Exercise objective. Send every record back word for word.

┄┄┄┄┄┄┄┄┄┄┄┄┄┄┄┄┄┄┄┄

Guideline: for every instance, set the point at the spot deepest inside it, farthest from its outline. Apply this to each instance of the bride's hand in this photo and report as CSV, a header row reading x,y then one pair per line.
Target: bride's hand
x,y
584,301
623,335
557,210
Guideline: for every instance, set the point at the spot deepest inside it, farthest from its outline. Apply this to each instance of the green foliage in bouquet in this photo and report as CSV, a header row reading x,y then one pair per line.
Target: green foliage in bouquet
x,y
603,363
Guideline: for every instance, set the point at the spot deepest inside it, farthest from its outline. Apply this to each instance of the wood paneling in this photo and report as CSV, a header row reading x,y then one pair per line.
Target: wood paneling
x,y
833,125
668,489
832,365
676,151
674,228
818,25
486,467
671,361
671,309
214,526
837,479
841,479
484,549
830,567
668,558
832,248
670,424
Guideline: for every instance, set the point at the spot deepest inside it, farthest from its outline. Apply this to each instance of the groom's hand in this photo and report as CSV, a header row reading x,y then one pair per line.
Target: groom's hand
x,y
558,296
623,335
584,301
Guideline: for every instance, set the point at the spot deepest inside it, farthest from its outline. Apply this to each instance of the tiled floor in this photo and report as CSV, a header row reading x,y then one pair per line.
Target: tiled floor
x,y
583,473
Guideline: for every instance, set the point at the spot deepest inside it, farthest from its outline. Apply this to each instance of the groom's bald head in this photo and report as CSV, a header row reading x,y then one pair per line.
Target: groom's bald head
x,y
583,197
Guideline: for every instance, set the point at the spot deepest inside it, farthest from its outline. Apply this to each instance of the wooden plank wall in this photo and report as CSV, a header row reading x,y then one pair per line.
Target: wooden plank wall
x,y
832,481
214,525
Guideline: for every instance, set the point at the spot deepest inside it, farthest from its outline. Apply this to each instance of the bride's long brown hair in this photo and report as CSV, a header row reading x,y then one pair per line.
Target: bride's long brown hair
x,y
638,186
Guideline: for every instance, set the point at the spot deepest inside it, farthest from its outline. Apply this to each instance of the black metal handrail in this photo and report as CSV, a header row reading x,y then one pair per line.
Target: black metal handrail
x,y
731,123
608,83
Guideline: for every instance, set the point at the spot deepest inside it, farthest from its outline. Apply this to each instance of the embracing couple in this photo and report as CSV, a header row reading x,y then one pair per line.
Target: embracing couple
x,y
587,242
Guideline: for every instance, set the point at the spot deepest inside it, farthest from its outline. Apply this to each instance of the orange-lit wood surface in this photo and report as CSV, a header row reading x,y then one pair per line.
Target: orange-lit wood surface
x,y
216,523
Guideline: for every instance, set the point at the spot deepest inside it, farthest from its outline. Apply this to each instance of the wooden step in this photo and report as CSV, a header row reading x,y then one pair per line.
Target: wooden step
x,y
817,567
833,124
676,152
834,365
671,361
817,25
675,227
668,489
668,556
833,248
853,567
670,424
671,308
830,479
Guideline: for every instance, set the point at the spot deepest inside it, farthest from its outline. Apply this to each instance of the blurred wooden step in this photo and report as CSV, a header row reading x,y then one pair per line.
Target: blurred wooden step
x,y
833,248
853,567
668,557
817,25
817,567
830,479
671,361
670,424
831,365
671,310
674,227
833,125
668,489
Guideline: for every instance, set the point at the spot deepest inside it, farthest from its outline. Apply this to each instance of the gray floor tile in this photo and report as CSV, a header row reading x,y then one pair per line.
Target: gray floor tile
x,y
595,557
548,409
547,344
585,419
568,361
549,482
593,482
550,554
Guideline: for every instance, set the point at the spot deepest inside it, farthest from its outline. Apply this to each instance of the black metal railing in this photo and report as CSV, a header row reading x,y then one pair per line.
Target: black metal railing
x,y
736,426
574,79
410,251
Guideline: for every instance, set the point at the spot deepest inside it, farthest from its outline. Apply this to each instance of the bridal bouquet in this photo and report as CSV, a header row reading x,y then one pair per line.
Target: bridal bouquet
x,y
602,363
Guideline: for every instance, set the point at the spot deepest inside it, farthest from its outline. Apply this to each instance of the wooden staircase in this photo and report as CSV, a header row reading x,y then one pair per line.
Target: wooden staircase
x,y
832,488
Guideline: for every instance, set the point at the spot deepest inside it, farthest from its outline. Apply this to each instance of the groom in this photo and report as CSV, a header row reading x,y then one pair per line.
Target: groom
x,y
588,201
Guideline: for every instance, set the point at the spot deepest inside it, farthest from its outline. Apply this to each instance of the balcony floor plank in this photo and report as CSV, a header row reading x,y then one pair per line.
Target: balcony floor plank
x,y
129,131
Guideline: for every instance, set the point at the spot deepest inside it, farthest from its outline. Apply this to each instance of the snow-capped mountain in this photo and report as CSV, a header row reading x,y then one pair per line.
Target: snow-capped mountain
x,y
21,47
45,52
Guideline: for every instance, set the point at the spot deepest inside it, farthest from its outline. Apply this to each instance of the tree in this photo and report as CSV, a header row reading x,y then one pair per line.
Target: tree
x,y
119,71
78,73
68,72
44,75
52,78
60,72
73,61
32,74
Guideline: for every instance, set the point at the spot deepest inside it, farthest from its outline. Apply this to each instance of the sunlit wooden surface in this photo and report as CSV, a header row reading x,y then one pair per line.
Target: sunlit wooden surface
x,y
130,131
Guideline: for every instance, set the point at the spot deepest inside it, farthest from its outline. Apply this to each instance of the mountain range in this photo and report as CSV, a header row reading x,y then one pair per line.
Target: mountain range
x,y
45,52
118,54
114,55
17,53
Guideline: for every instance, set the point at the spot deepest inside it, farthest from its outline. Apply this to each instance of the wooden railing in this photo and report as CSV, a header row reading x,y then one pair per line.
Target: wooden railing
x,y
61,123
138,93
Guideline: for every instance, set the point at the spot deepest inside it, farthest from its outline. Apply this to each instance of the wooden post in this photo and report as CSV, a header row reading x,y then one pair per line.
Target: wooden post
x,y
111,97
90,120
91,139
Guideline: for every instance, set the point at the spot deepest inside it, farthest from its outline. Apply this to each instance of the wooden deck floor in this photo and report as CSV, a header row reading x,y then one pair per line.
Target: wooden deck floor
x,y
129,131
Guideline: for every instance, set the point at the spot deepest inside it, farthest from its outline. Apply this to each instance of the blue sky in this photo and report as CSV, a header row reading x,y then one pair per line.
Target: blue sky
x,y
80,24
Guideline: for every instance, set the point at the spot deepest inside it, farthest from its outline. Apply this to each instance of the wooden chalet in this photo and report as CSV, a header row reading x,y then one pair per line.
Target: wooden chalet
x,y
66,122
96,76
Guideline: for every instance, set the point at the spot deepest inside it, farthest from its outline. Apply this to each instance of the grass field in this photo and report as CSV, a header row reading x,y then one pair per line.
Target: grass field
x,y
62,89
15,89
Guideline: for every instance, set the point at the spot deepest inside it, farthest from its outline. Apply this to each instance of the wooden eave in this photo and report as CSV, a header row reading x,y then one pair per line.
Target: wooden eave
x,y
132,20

┄┄┄┄┄┄┄┄┄┄┄┄┄┄┄┄┄┄┄┄

Answer below.
Guideline: for every instance, set the point at the spot deepest inside it, farthest from its outline. Apply this to each instance of the bride's hand in this photo and report as CSV, a header row reading x,y then one pair per line.
Target: bride's hand
x,y
584,301
623,335
557,210
Guideline: for every instance, set the point at the spot deepest inside it, farthest from its outline. Apply this to each instance of the green foliage in bouquet in this photo and report as CSV, a header row reading x,y then one pair per line.
Target: green foliage in bouquet
x,y
603,363
Guideline: for every instance, set the point at the spot deepest inside it, farthest from its outline. Apply this to each instance of the wood paneling in this photo and report as CSV, a header row reading x,y then one pair per line.
Target: wood paneling
x,y
833,125
668,489
832,365
676,151
674,228
818,25
486,467
671,361
671,309
214,526
837,479
841,479
484,549
830,567
668,558
832,248
670,424
Guideline: for every instance, set the point at the spot deepest inside it, farthest from its outline. Apply this to each instance of the groom's hand in this photo and report as CSV, a header row reading x,y then one pair per line.
Target: groom's hand
x,y
558,296
623,335
584,301
Guideline: for every instance, set the point at the spot deepest inside it, farthest from its outline. Apply this to each instance of the tiled floor in this photo and report as CSV, a header row reading x,y then one pair per line.
Target: tiled floor
x,y
583,473
Guideline: for every instance, set the point at the spot deepest inside it, farthest from its outline. Apply this to each instance of the groom's bald head in this photo and report as CSV, a header row reading x,y then one pair per line.
Target: groom's bald head
x,y
583,197
Guideline: for every instance, set the point at the spot deepest inside it, farthest from its outline. Apply this to each instance of the wooden plank wall in this photo and report as CSV, a header row reading x,y then one pair per line.
Target: wooden plank wall
x,y
832,481
214,525
Guideline: for every instance, set the point at the spot deepest inside it, farthest from its outline. Apply this to each instance of the bride's long brown hair in this photo and report as CSV, a header row reading x,y then one pair per line.
Target: bride's long brown hair
x,y
638,186
Guideline: for every instance, set the point at the spot deepest inside it, farthest from its outline. Apply this to each instance of the black metal handrail in this photo and report as CSV, a header row reading x,y then one pair per line.
Target: black metal handrail
x,y
731,123
608,83
Guideline: for every instance, set the point at the spot deepest inside it, farthest from its outline. Apply this to each instance of the embracing couple in this photo and report as CSV, a header row reading x,y then one pair per line.
Target: embracing couple
x,y
587,242
Guideline: for every instance, set the point at the spot deepest inside it, farthest from its outline. Apply this to each instance of the orange-lit wood surface in this photo and report as CSV, a header row reading x,y then one pair per line.
Target: orange-lit wood surface
x,y
216,523
Guideline: for every instance, set the point at the spot deepest inside it, farthest from its outline. Apply this to each instance of the wooden step in this photo and report as CSV, a header row reading x,y then one pair per line.
Target: wooden step
x,y
817,567
833,124
676,152
834,365
671,361
817,25
675,227
668,489
668,556
833,248
853,567
670,424
671,308
830,479
Guideline: for every instance, set the point at the spot deepest inside it, farthest from its outline. Apply this to each instance of the blurred wooden step in this photo and report as CSV, a header row reading x,y then one pair per line.
Target: blurred wooden step
x,y
833,248
853,567
668,557
817,25
817,567
830,479
671,361
670,424
831,365
671,310
674,227
833,125
668,489
Guideline: for every instance, set the point at the spot deepest inside it, farthest from its outline. Apply this to each instance of the gray floor tile in this photo and report as CSV, a header row reading x,y then one pair per line.
Target: gray floor tile
x,y
595,557
548,409
547,344
585,419
568,361
549,482
593,482
550,554
Guideline: for every instance, set the point at the spot deepest inside it, farthest from its outline. Apply this to each instance of the black metal railing in this photo and report as CSV, a header row reading x,y then one pair per line.
Target: black metal railing
x,y
736,426
574,79
410,251
Guideline: for every instance, set the point at the spot deepest inside it, farthest from its outline. Apply this to each instance of the bridal bouquet in this photo and report as CSV, a header row reading x,y then one pair per line.
Target: bridal bouquet
x,y
602,363
Guideline: for every instance, set the point at the spot deepest inside it, farthest from its outline. Apply this to each instance of the wooden staircase in this photo and report as CSV, a header row reading x,y then one pair per line.
Target: wooden staircase
x,y
832,488
Guideline: for every instance, set the point at the spot deepest inside it, farthest from its outline. Apply this to each instance of the groom in this photo and report as CSV, a header row reading x,y then one pair per line.
Target: groom
x,y
588,201
Guideline: for every instance, set the point at the spot deepest inside it, farthest from its outline. Apply this to each instance of the balcony floor plank in this photo and report as CSV, a header row reading x,y then one pair per line.
Target: balcony floor plank
x,y
129,131
Guideline: for every instance, set the point at the spot deepest inside it, farthest from its outline. Apply this to each instance of the snow-capped mountain in this photo and report as CSV, a header row reading x,y then one pair per line.
Target: snow-capped mountain
x,y
21,47
45,52
Guideline: for every instance, set the point at the spot deepest inside it, farthest from its outline. Apply this to each instance of the tree in this photo and report as CSV, a header row reading x,y then one pair per line.
Target: tree
x,y
119,71
78,73
68,72
44,75
52,78
60,72
73,61
32,74
Guideline: for every instance, set the point at the spot deepest inside it, farthest from its outline. Apply this to each instance of the sunlit wooden surface in this photo and report as CSV, a header row reading x,y then one pair per line.
Target: sunlit wooden surface
x,y
130,131
Guideline: for every instance, set the point at the spot deepest inside it, farthest from its outline. Apply this to each instance of the mountain range in this photo and report as CSV, a header row reading x,y then one pair per line.
Target: mountain range
x,y
45,52
118,54
114,55
17,53
Guideline: for every instance, set the point at the spot deepest inside it, farthest from its outline. Apply this to each instance of the wooden railing in this photo and report as CSV, a header row reading x,y then one pair per line.
Target: wooden railing
x,y
61,123
138,93
Guideline: for every instance, set the point at the spot deepest inside it, farthest from its outline. Apply this to each instance of the wooden post in this photo and report as CSV, a header row reading x,y then one pair per line.
Target: wooden post
x,y
111,97
90,120
91,139
Guideline: for every instance, set the point at the spot deepest inside it, farthest from its outline. Apply this to each instance of the wooden deck floor in this photo and report as CSV, a header row reading x,y then one pair per line.
Target: wooden deck floor
x,y
129,131
Guideline: for every instance, set the point at the spot deepest inside it, farthest from its outline. Apply this to each instance of the blue sky in this photo and report as CSV, a header row reading x,y then one pair per line.
Target: blue sky
x,y
80,24
Guideline: for every instance, set the point at the spot deepest inside it, farthest from its outline. Apply this to each instance of the wooden chalet in this photo and report as CSV, a header row reading x,y then one pair per line.
Target: wooden chalet
x,y
66,122
96,76
Guideline: for every instance, set the point at the spot deepest inside it, farthest from its outline. Apply this to each instance of the grass field in this photo and report as CSV, a header row reading x,y then one pair per line.
Target: grass field
x,y
62,89
15,89
Guideline: for every instance, set the point at the spot deepest inside it, farthest from its outline. Apply this to each instance of the wooden eave in this photo and report as CSV, a header row reading x,y then one pair per line.
Target: wooden eave
x,y
132,20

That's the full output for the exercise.